> [DATA ROWS]:
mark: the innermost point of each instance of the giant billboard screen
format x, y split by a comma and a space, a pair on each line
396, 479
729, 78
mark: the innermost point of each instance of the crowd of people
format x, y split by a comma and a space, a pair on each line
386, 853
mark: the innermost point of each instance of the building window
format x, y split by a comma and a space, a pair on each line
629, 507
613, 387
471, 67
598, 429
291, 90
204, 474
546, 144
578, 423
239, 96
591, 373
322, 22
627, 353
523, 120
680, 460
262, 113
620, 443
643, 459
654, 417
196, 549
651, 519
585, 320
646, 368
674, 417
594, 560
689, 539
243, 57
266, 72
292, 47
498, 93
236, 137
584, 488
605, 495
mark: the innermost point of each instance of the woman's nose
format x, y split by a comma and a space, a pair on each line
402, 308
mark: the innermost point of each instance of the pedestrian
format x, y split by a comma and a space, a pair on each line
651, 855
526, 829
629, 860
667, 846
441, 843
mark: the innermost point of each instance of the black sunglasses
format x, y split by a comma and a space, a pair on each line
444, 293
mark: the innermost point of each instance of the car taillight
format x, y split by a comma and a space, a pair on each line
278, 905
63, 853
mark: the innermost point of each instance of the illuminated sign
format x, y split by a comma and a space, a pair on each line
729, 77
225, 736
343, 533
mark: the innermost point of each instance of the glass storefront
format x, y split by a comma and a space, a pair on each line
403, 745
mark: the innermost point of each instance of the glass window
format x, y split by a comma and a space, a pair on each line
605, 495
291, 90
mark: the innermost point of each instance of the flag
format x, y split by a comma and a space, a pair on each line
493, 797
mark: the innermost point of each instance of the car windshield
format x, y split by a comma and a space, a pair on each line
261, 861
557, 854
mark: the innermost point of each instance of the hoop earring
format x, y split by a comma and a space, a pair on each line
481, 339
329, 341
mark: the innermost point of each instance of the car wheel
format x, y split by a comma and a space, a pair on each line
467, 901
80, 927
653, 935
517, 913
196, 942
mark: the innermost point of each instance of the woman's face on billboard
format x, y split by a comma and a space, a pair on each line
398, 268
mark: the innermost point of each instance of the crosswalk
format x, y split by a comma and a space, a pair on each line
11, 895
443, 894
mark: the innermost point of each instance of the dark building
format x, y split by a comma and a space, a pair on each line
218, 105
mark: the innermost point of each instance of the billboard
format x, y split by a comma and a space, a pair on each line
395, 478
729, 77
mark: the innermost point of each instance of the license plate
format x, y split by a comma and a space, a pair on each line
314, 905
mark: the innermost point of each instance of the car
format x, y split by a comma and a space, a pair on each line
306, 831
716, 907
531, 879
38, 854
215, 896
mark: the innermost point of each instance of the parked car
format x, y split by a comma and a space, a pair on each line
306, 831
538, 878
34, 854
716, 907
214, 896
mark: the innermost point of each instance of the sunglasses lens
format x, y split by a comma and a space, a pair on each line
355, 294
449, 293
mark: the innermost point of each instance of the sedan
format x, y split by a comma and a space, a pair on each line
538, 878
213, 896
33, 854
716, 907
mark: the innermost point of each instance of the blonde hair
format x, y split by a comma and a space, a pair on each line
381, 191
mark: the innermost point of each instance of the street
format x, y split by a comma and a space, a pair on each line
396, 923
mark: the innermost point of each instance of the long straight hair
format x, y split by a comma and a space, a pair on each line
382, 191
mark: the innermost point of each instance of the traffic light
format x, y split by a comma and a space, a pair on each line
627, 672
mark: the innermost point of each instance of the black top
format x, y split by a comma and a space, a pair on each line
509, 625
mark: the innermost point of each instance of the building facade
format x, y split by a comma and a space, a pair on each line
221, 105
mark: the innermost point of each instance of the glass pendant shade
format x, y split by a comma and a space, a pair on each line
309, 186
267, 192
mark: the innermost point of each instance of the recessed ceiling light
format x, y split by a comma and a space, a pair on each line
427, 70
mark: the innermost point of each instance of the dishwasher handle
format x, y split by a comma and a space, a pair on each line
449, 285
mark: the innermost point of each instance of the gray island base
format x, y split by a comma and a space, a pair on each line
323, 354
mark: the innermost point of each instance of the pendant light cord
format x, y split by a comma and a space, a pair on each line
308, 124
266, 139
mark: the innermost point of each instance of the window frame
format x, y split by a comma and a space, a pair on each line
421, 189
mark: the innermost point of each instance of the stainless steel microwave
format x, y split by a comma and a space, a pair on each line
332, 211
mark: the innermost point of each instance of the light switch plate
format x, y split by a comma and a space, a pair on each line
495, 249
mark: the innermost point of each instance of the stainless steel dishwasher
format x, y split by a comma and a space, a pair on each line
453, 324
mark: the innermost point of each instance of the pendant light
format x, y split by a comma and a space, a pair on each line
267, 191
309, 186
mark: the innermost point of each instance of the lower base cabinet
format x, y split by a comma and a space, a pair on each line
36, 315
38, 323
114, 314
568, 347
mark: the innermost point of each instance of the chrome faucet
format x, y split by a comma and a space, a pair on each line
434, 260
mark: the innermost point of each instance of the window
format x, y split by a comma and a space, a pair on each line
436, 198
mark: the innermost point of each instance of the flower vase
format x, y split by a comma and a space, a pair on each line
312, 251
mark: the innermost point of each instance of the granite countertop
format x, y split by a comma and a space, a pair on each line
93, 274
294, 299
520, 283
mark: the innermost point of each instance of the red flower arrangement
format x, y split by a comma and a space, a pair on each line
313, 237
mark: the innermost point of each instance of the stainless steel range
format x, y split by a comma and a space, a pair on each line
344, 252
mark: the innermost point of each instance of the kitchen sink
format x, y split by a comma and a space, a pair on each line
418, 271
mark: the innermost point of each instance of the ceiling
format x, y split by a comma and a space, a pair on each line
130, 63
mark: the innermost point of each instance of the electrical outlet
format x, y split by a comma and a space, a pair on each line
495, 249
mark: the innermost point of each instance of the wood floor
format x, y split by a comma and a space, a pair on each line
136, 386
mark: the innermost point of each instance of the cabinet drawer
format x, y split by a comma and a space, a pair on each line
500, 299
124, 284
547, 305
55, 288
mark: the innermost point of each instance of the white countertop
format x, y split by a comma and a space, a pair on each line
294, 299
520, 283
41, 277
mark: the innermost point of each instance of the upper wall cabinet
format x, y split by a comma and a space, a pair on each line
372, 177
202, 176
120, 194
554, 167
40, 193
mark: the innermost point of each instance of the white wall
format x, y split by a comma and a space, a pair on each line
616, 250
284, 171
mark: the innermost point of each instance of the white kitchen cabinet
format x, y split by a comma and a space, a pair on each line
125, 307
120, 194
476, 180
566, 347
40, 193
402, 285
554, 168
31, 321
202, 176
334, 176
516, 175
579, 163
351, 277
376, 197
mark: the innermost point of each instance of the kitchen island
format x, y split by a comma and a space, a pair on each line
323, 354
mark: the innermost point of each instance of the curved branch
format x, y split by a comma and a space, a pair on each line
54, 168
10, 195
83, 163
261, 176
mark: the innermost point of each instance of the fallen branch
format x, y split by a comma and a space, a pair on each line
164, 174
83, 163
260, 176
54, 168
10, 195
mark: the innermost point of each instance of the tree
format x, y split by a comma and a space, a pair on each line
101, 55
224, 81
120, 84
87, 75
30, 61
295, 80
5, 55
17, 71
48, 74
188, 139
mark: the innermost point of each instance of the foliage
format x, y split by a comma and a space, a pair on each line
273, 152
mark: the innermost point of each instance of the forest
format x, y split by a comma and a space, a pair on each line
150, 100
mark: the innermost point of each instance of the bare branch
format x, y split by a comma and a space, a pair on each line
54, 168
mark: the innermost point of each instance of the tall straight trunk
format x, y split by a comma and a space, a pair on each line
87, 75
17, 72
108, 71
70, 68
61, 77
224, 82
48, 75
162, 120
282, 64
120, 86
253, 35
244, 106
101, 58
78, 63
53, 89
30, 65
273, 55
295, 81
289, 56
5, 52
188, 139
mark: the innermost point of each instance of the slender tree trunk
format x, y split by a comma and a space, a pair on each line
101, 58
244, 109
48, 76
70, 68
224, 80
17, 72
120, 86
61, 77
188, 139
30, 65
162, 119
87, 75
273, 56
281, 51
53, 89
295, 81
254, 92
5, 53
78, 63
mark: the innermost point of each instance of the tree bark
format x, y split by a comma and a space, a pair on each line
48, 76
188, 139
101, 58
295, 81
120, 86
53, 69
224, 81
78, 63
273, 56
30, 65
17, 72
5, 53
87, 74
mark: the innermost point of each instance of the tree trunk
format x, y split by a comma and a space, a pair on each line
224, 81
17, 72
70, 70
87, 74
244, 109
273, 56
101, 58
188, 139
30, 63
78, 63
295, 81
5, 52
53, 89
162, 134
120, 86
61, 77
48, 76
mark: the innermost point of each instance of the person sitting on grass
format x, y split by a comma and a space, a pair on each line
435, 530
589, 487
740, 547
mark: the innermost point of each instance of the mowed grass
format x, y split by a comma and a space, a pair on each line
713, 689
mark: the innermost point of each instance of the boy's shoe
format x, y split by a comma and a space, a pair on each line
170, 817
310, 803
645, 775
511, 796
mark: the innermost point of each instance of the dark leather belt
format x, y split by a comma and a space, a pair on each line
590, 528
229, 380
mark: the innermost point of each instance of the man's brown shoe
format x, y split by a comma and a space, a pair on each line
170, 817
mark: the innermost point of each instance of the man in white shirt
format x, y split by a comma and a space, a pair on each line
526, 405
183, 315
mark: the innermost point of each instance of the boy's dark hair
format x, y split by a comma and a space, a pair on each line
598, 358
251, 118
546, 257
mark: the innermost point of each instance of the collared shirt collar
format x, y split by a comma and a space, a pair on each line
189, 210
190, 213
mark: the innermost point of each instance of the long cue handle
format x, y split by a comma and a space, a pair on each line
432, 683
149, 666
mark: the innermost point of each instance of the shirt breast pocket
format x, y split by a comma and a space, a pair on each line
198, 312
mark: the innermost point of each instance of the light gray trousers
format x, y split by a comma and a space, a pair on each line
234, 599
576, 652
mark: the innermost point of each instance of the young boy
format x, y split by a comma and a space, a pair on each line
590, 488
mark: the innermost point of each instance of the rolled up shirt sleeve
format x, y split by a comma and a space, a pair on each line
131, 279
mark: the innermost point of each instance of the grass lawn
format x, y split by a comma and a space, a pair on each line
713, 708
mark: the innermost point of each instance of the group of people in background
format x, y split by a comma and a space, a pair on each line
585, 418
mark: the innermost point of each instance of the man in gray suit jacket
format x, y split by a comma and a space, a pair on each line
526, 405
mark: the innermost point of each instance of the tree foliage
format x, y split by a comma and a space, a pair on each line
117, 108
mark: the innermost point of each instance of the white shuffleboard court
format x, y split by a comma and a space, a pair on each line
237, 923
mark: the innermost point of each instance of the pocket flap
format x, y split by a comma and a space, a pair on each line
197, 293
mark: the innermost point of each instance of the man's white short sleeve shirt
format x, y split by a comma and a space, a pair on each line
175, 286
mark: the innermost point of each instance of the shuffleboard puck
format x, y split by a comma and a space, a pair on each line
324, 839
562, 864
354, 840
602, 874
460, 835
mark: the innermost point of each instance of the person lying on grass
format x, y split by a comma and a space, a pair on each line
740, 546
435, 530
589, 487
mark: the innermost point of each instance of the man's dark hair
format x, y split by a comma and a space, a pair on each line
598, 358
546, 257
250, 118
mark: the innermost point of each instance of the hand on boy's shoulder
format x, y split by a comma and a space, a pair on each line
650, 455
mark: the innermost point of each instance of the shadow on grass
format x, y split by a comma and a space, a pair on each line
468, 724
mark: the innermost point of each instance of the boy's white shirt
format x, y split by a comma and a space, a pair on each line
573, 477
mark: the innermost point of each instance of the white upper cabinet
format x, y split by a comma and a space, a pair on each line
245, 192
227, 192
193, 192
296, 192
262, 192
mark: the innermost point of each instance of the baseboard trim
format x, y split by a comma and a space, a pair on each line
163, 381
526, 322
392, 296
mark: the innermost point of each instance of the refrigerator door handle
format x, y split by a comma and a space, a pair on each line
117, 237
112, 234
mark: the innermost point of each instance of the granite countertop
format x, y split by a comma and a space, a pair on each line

> [TO BE DONE]:
Repeat only the stretch of lines that begins at the line containing "mark: the innermost point of each instance of the shadow" and ends at the last line above, both included.

> [RESULT OF THIS TASK]:
mark: the innermost point of each instance of the shadow on grass
format x, y split by a comma and a space, a pair on each line
468, 724
mark: the innermost point of each instance of the boy's white shirt
format x, y split by a comma and a space, a pair on each line
573, 477
mark: the innermost point of each instance of the white upper cabinet
format x, y split by a comma and a space, a pair on each line
245, 192
227, 192
193, 192
296, 192
262, 192
mark: the innermost point of each instance of the baseboard trim
format x, y split by a comma and a space, a pair on each line
163, 381
526, 322
392, 296
mark: the innermost point of each instance of the refrigerator door handle
format x, y split by a comma and a space, a pair on each line
117, 237
112, 234
mark: the innermost point of each instance of the granite countertop
format x, y split by a comma and a space, a pair on each line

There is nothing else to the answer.